Extract to read

Let them further watch the movements of gold. This is a good rule, as I have explained in my lectures; but only as a guide for short movements. It must never be forgotten, that the influx and efflux of gold are effects, and not causes. The export may reveal to a banker trade movements which otherwise he might have been slow to discern; but in other respects, the movement of the metal is not worth much by itself alone. The causes, on the contrary, which shape its course outward or inward, are of the highest moment. They may indicate excessive investments abroad, or excessive purchases from foreigners. In both cases there is a balance of loss of wealth to England, whether that wealth goes away as gold or as goods. Of the two, it is far less injurious to the country that the export should be made in gold than in capital, if the store of gold is more than is required for daily use in business; for gold unused and lying in a cellar, however it may figure in an account of the state of a bank, is not capital. Superfluous

sovereigns are pure waste till they are exchanged for something which can serve some useful or agreeable end. Sovereigns have no other end, possess no other intention, than to transfer property from one man's possession to another's. They are wealth only as a tool performing the one work for which they were created.

The banking community, collectively, are the body which wields the greatest power over the creation or prevention of crises; for their will controls the employment of those uninvested funds which constitute the chief resources of the moneymarket. What rules, then, are to guide them in the discharge of such a mighty function? How are they to learn when it is expedient to expand the flowing sail, when to contract it? What studies must they pursue to qualify them for so arduous a task? Manifestly, they must study the laws of the wealth of nations. They ought to be political economists. The abundance or the scantiness of the resources which they command, depends directly on the national wealth, and the extent and the mode of application of capital. How many bankers are political economists? How many have grasped firmly the difference in the future aspect of the moneymarket, whether the national capital has been largely applied to works reproductive immediately or at a distant period; and, if they are aware of this distinction, how many have trained their minds to apply it to the management of their banking? How many, when the civil war in America broke out, bethought them of its bearing on the gigantic cotton trade of the South, and of its possible influence over English trade, English profits, and the English money-market? Some are indeed aware, that a bad harvest tends to raise the rate of discount; but when the corn has not been gathered in England's fields, and

England's people, like Jacob, send their gold to buy corn abroad, how many bankers are there who regard this outflow as a calamity to be repressed by heavier discount on merchants, and cold looks in their parlours? Their name is Legion. But which of them understands that, if loans must be more difficult and discount much harder under such circumstances, the fault is not in the exportation of gold, in the healthy exchange of food for metal, but in the causes which rendered these purchases of grain indispensable; in the tillage wasted in the fields; in the cost of the labour which brought the corn into ear; and in the climate which destroyed the crops, by which all this expended wealth would have been recovered? When bankers betake themselves to the study of political economy, they will think more of wealth and less of gold; they will watch the ebb and flow of the products of a nation's labour, and heed little the mere instruments by which they are transferred from hand to hand; they will make the application of that wealth get more than its amount; they will lay aside empirical rules of superficial observation, and be guided by the laws of reason and reflection. Lord Overstone, himself a banker, has recently told them that this country accumulated savings annually to the extent of 150 millions! That information-I say nothing of its correctness here— by itself alone will profit them little; but let each banker ask himself, pointedly and honestly, where these savings are to be found; in what form they exist; where he can put his finger upon them; what portion is available for him, and what not; and then he will have placed himself face to face with causes which tell mightily on the money-market; and he will learn the extent of his own capacity to estimate and apply them.

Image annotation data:
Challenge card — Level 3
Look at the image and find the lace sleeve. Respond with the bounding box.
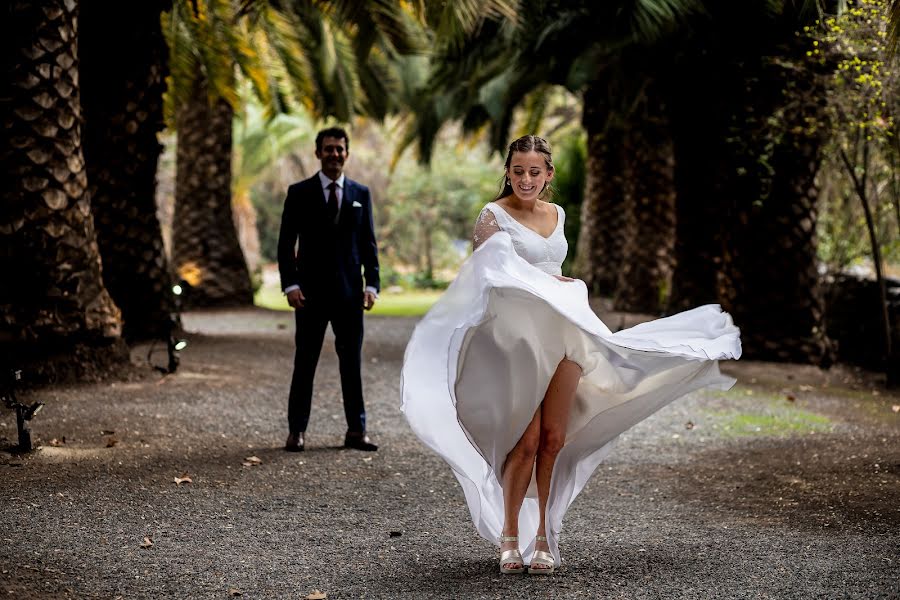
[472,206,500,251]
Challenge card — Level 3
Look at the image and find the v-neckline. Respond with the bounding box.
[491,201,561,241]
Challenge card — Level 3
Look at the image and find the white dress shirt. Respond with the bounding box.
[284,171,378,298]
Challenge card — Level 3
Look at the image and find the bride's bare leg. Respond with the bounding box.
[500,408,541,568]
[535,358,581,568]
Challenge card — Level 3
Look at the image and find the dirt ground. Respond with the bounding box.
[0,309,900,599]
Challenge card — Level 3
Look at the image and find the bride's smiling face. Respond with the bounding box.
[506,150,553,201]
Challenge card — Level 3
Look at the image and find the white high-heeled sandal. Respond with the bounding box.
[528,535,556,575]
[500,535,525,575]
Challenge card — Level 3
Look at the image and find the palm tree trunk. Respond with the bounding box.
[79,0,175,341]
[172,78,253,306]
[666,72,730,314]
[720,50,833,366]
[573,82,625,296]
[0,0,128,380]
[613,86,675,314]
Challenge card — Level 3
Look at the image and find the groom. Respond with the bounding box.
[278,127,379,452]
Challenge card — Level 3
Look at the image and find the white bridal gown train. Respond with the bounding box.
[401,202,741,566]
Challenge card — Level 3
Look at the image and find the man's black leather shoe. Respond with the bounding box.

* * *

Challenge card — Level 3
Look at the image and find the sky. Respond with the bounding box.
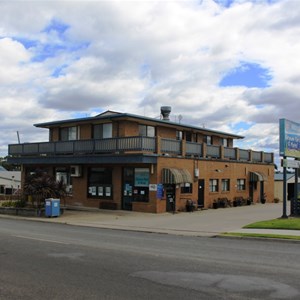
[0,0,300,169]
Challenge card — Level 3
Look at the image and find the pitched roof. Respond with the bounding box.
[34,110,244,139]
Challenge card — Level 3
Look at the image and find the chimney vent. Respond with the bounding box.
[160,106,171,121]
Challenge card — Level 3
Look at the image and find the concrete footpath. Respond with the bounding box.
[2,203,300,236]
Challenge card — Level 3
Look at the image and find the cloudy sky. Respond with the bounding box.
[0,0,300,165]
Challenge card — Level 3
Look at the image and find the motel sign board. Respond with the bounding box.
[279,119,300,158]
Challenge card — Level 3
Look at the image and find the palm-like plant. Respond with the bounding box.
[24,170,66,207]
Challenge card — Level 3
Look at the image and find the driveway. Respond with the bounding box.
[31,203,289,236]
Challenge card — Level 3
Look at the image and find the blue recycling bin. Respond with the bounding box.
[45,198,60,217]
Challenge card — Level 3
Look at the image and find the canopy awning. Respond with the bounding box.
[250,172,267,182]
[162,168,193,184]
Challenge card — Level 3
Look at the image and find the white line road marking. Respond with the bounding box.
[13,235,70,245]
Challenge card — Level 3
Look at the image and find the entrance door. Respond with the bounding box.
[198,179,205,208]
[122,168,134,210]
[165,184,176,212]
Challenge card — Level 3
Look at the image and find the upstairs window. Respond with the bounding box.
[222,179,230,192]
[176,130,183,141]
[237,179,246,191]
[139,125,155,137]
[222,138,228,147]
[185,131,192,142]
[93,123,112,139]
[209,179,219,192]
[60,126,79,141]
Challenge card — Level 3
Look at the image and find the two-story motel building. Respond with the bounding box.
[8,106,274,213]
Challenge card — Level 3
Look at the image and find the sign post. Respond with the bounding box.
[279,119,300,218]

Required tasks
a) From the passage on banking and gold, list the things each banker is urged to ask himself about the country's savings.
b) Please say whether each statement agrees with the passage on banking and gold, and quote the deciding words: (i) the influx and efflux of gold are causes rather than effects; (ii) gold lying unused in a cellar is not capital; (iii) Lord Overstone is described as a banker.
c) In the passage on banking and gold, what amount does Lord Overstone give for the country's yearly accumulated savings?

Task solutions
a)
- Where these savings are to be found
- In what form they exist
- Where he can put his finger upon them
- What portion is available for him, and what not

b)
(i) No: "the influx and efflux of gold are effects, and not causes."
(ii) Yes: "gold unused and lying in a cellar, however it may figure in an account of the state of a bank, is not capital."
(iii) Yes: "Lord Overstone, himself a banker"

c) 150 millions.